The request:
Exact copies are required of the lines from the line containing "mark the aircraft tail" through the final line of the listing, both included, and of no other lines.

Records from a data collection
* * * * *

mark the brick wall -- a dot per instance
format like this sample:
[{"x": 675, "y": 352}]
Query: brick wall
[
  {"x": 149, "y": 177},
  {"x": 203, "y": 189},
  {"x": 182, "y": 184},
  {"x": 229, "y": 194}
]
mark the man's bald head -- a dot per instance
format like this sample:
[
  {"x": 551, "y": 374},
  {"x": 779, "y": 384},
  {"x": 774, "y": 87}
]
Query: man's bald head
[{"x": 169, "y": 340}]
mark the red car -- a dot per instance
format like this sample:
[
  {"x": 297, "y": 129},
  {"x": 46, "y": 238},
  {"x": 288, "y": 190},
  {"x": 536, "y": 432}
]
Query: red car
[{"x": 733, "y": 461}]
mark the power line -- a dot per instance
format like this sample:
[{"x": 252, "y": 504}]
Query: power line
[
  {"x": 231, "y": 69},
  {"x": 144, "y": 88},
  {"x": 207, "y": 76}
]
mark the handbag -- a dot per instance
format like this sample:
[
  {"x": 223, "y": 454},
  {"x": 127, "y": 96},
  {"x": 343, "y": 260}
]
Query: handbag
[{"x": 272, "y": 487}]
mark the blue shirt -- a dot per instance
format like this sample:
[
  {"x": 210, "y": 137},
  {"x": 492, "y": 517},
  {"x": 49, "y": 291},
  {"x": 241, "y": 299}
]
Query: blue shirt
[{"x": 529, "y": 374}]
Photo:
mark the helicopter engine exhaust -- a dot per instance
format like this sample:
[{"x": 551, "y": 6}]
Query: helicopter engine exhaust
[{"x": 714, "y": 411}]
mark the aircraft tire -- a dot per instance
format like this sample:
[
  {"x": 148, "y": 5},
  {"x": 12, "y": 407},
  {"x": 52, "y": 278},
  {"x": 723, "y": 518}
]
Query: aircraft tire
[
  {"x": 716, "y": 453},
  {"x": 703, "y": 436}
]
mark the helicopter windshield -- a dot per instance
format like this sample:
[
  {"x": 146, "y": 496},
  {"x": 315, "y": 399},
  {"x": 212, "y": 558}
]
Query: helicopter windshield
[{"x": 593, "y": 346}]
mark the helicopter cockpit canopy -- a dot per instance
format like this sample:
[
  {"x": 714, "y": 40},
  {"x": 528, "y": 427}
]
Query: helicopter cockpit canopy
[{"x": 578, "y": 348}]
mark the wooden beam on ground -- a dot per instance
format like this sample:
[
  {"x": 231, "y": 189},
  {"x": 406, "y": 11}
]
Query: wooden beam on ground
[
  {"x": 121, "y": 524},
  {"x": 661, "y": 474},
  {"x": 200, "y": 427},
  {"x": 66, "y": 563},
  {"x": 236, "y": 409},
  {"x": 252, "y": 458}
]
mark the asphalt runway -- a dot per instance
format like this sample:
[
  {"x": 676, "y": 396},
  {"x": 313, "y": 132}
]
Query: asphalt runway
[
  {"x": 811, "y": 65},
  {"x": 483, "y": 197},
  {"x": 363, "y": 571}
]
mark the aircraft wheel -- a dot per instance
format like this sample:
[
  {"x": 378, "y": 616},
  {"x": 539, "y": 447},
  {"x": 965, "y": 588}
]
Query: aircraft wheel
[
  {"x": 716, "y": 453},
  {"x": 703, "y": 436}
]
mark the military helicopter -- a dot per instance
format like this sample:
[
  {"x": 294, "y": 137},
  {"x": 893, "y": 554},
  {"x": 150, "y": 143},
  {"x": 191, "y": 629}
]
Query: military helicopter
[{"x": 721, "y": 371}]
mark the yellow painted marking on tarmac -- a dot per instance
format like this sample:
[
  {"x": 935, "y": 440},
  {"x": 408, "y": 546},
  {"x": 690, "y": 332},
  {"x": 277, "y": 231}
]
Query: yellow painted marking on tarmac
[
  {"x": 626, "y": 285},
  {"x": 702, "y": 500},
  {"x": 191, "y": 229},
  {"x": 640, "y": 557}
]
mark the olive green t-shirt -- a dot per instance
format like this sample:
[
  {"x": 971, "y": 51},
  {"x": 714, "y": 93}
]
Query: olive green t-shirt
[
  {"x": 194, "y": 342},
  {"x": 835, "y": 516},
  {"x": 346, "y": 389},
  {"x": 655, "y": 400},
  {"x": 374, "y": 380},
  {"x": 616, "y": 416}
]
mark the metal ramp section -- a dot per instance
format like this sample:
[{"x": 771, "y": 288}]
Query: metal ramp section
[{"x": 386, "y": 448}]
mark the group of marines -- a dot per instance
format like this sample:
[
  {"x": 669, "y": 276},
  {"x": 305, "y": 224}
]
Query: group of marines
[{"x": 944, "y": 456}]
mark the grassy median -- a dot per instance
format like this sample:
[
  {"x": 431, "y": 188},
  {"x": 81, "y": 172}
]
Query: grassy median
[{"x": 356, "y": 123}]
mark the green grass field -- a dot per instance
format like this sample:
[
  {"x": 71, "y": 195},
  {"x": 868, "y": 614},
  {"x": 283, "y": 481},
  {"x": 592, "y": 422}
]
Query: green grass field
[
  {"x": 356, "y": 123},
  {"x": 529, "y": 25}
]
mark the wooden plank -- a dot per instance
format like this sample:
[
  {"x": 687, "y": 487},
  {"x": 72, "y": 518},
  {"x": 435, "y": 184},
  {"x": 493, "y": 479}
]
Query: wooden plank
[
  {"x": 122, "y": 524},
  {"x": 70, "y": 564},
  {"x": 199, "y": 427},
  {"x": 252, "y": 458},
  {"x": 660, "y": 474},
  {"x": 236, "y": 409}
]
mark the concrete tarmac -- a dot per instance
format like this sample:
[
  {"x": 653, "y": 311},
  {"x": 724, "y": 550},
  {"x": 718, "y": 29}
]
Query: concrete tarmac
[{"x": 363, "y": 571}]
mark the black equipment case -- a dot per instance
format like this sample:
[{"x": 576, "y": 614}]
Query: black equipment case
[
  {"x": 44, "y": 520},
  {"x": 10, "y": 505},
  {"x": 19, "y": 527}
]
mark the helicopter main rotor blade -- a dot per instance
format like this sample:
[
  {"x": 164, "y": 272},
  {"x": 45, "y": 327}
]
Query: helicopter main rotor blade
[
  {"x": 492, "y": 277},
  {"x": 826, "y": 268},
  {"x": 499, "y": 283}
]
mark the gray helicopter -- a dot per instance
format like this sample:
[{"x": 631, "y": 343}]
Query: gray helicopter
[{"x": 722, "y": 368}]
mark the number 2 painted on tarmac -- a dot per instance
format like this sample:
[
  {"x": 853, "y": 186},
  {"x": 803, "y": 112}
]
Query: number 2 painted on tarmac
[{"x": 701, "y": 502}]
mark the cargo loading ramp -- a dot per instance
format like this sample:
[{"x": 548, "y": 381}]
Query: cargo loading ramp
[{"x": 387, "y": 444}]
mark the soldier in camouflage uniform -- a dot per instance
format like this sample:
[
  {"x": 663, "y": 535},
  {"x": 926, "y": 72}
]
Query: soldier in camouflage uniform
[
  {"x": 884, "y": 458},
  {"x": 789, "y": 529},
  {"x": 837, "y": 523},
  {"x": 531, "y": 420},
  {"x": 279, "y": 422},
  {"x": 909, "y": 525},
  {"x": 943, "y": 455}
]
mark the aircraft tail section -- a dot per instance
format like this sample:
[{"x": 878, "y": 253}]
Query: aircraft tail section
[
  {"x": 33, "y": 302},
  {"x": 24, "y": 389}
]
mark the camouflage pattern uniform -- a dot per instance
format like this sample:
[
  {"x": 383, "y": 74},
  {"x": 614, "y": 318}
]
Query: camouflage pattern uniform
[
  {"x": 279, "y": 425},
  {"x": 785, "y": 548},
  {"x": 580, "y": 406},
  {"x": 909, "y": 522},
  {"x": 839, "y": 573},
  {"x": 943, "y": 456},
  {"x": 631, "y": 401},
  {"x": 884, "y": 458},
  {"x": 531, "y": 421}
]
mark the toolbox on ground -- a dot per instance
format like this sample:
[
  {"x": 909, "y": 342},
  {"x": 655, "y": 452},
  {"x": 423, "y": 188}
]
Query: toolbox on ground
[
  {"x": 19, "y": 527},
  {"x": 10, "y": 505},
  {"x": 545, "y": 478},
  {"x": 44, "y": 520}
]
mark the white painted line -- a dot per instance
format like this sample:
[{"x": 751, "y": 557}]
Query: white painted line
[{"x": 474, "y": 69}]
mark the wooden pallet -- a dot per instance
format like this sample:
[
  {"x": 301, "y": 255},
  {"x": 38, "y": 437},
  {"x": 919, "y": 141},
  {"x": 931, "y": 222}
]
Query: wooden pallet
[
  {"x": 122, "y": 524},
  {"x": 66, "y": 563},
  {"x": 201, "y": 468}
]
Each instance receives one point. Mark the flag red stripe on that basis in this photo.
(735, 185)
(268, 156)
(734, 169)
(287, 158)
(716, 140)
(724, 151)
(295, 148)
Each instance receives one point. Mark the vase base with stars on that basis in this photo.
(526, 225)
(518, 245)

* * * * *

Exercise answer:
mark the aircraft tail section -- a dot per instance
format like this sample:
[{"x": 878, "y": 253}]
Query: aircraft tail section
[
  {"x": 33, "y": 302},
  {"x": 24, "y": 389}
]
mark the camouflage pattern uniform -- a dot per instance
format like this sample:
[
  {"x": 383, "y": 74},
  {"x": 614, "y": 318}
]
Query: camouflage pattern uniform
[
  {"x": 279, "y": 425},
  {"x": 785, "y": 548},
  {"x": 580, "y": 406},
  {"x": 909, "y": 522},
  {"x": 839, "y": 573},
  {"x": 943, "y": 456},
  {"x": 631, "y": 401},
  {"x": 884, "y": 458},
  {"x": 531, "y": 421}
]
mark the toolbox on ground -- a dot per instance
format like this sample:
[
  {"x": 909, "y": 342},
  {"x": 655, "y": 452},
  {"x": 423, "y": 188}
]
Query: toolbox on ground
[
  {"x": 19, "y": 527},
  {"x": 10, "y": 505},
  {"x": 545, "y": 478},
  {"x": 44, "y": 520}
]
mark the white painted line -- a dot per instance
format like this sample:
[{"x": 751, "y": 557}]
Query: white painted line
[{"x": 474, "y": 69}]
mark the wooden pallet -- a dot per instance
format like this sample:
[
  {"x": 301, "y": 255},
  {"x": 38, "y": 437},
  {"x": 919, "y": 141},
  {"x": 931, "y": 222}
]
Query: wooden pallet
[
  {"x": 122, "y": 524},
  {"x": 66, "y": 563},
  {"x": 201, "y": 468}
]
Each instance receives one point. Mark the flag red stripe on that basis in this photo.
(735, 185)
(268, 156)
(734, 169)
(287, 158)
(716, 140)
(724, 151)
(295, 148)
Each instance receives one point. Mark the vase base with stars on that basis in this photo.
(526, 225)
(518, 245)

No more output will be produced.